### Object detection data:
+++++
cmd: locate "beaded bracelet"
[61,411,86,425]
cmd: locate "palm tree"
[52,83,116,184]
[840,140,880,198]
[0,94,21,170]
+++++
### THE REQUEST:
Switch every "locate" in the records to "find" and write the records out again, with everything else left unchanged.

### RESULT OF THE EXERCISE:
cmd: find "beaded bracelet"
[61,411,86,425]
cmd: find "palm tree"
[52,83,116,184]
[840,140,880,198]
[0,94,21,170]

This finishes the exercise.